— Start Extract provided —

In our workshop was constructed;

Smooth chessmen were on the tables of our ancestors,

Of the bare bones of Leinster men."

NOTE, p. 51.

"The son of Luno's skill."

THIS Luno, the celebrated Ossianic fabricator of swords, was not unknown in the Highlands of Scotland. Donald Macqueen, minister of Kilmuir, in the Isle of Skye, says, in a letter to Dr. Blair, "I have just now before me a poetical relation by Ossian, of the interview betwixt Fingal and his friends, and Luno, the son of Leven, who made the swords of which I sent you a description-in which Luno is pointed out as a very wild savage, going upon one leg (lame like his great grandfather Vulcan), with a staff in his hand, clad in a mantle of black hide, with an apron of the same stuff before, and his complexion much of the colour of his garb, skipping off to his smiddy with the fleetness of a March wind, and the bobbing of the hard untanned skin behind him, was the principal point of view as he flew over every rising ground before them."-App. Highland Society, p. 33.

Why should Luno be called “a wild savage" for appearing in his proper costume, and not as a man above his trade? The writer here quoted says he has just esteem for Macpherson's genius, that he believes there is "a foundation in the ancient songs for every part of his work," but that he "hath tacked together into the poem, descriptions, similes, names, &c., from several detached pieces."

NOTE, p. 68.

"And many a spit with haunch of deer."

THE mention of spits may suggest to the reader that the art of cookery had been well understood and practised in Ireland at this period. Some have alleged that the most characteristic definition of man is, that he is a cooking animal, and that superiority in the art of cookery is demonstrative proof of elegance and refinement. The curious reader may see in Dr. Petrie's Essay on Tara, in the Transactions of the Royal Irish Academy, an amusing account of the "arrangements of the dining-hall at Tara, the customs of which were preserved, though on a limited scale, in the household of every chief, not only in Ireland, but also in the Highlands of Scotland, as late even as the 16th century."

*

*

Martin, in his description of the Western Isles of Scotland, says, "Before money became current, the chieftains of the Isles bestowed the cow's head, feet, and all the entrails upon their dependents; such as the physician, orator, poet, bard, musician." The smith had the head-and "this ancient custom is preserved in many parts of Ireland to this day, viz., that when a farmer kills a beef or pig, it is customary to send the head to the smith, whose kitchen often presents the spectacle of 50 to 100 heads obtained in this manner."--p. 212.

A most laudable custom, and by none of the smiths disapproved. Our learned and venerable friend the author of the Essay on Tara, informs us, on the authority of ancient MSS., that "the spits used in the Teach Miodhchuarta at Tara have been deemed worthy of a particular description, and even the names of their supposed fabricators, perhaps inventors, have been preserved by the bards."

— End Extract provided —
— Start Provided records —

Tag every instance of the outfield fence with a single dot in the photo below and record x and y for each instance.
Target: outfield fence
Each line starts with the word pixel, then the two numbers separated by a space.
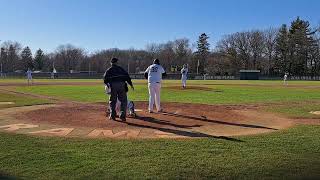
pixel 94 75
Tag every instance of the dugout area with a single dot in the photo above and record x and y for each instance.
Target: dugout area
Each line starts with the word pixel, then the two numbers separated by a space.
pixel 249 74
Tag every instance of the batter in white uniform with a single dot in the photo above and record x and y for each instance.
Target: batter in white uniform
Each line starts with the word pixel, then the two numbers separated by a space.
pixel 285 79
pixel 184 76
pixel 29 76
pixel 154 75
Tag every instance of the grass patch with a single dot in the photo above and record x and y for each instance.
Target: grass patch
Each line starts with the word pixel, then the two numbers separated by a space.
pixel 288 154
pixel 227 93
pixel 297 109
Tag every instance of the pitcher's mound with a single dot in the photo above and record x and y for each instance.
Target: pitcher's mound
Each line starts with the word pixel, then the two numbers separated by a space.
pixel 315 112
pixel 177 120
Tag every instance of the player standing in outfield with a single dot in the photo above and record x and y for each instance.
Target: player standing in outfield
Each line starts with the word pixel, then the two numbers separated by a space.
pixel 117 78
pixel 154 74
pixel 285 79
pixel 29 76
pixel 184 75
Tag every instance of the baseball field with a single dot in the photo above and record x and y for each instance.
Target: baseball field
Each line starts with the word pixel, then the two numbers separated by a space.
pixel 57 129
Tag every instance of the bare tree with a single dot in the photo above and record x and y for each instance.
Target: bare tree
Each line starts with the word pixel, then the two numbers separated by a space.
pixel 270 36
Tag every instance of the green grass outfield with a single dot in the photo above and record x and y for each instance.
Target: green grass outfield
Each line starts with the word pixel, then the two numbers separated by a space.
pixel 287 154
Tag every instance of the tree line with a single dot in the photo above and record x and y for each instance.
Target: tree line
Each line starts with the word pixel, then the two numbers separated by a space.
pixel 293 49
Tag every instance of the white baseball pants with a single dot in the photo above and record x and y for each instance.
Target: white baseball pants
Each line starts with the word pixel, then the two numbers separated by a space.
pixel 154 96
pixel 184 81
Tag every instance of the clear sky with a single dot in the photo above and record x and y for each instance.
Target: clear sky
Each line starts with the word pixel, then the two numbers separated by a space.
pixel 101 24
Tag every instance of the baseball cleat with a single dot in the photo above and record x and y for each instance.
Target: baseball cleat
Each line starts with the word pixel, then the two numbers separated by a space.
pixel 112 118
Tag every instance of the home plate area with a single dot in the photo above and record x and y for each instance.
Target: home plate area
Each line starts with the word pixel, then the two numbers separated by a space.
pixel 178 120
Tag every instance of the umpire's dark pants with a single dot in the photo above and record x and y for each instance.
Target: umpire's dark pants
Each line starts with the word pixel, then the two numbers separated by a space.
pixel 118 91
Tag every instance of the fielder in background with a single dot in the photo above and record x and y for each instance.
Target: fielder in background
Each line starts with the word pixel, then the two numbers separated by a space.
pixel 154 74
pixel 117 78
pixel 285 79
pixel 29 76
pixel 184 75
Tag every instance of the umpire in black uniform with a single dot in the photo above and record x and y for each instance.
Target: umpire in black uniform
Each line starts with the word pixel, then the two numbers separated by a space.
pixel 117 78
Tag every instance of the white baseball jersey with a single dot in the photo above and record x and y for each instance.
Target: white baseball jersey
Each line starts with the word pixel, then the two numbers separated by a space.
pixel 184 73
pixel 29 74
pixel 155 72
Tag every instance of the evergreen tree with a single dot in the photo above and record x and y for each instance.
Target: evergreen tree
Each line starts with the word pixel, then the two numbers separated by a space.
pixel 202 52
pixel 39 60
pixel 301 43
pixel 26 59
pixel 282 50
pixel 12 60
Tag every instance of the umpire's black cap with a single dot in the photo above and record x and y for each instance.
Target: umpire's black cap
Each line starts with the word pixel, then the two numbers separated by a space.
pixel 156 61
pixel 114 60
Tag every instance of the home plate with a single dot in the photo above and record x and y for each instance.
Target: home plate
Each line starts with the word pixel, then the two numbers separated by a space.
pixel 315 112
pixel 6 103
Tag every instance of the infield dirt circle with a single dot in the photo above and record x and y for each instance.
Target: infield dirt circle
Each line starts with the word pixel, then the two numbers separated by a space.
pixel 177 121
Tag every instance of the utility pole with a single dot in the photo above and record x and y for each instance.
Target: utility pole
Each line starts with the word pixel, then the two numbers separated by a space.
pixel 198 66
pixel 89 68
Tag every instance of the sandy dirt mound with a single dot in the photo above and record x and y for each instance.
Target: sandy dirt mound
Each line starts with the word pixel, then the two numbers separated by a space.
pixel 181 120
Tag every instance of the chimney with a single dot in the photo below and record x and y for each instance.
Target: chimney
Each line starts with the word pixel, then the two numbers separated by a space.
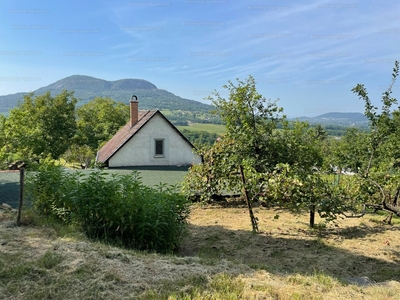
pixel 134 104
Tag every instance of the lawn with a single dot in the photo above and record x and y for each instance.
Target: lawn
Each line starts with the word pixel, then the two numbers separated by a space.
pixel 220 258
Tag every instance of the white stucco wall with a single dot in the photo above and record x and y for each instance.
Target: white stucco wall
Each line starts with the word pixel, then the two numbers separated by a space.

— End Provided records —

» **Objectives**:
[a] In the notes on Luno and early Irish cookery, who received the head when a farmer in parts of Ireland killed a beef or pig?
[b] Continue the notes on Luno and early Irish cookery from the point where they stop.

» **Answers below**:
[a] The smith.

[b]
In the book of Glendaloch is depicted the Bir bruinneas, a particular kind of spit, "on which the daul or waiter, is roasting a les, or round of beef."

Bir Nechin, or Dechin, is the spit of Dechin the chief smith of Tara in the time of the Tuatha-De-Danans. A spit, of curious construction, called the Inneoin of the Daghdha, made by Drinne, the son of Luchair, is thus described:-"It was thus: a stick at each end of it, and its axle was wood, and its wheel was wood, and its body was iron; and there were twice nine wheels on its axle that it might turn faster, and there were thirty spits out of it, and thirty hooks and thirty spindles, and it was rapid as the rapidity of a stream in turning; and thrice nine spits, and thrice nine cavities (or pots), and one spit for roasting, and one wing used to set it in motion."

NOTE, p. 75.

"Blind Gaul renowned in fight."

GAUL, like Hannibal, was blind of an eye. An Irish bard might have exclaimed with the Roman satirist,

O qualis facies et quali digna tabella!

NOTE, p. 77.

"And with his keen remorseless blade

Smote off her lovely head."

ATROCIOUS as was the deed of Conan in cutting off the head of the Grecian maiden, it was not more so than that of Macpherson's Starno, who came with a false story to Corman-trunar and his daughter, by whom he had been hospitably received, but in the dead of night, when sleep descended on them-“I rose,” says Starno, who tells his own story, "I rose like a stalking ghost. I pierced the side of Corman-trunar. Nor did Fiona Bragal escape. She rolled her white bosom in blood."-Cathloda.

In the Welsh Ode on the Death of Hoel, mention is made of another Conan,* of a very different description, thus versified in Mason's notes :

"Conan's name, my lay, rehearse,
Build to him the lofty verse,
Sacred tribute of the bard,
Verse, the Hero's sole reward.
As the flame's devouring force;
As the whirlwind in its course;
As the thunder's fiery stroke,
Glancing on the shivered oak;
Did the sword of Conan mow
The crimson harvest of the foe."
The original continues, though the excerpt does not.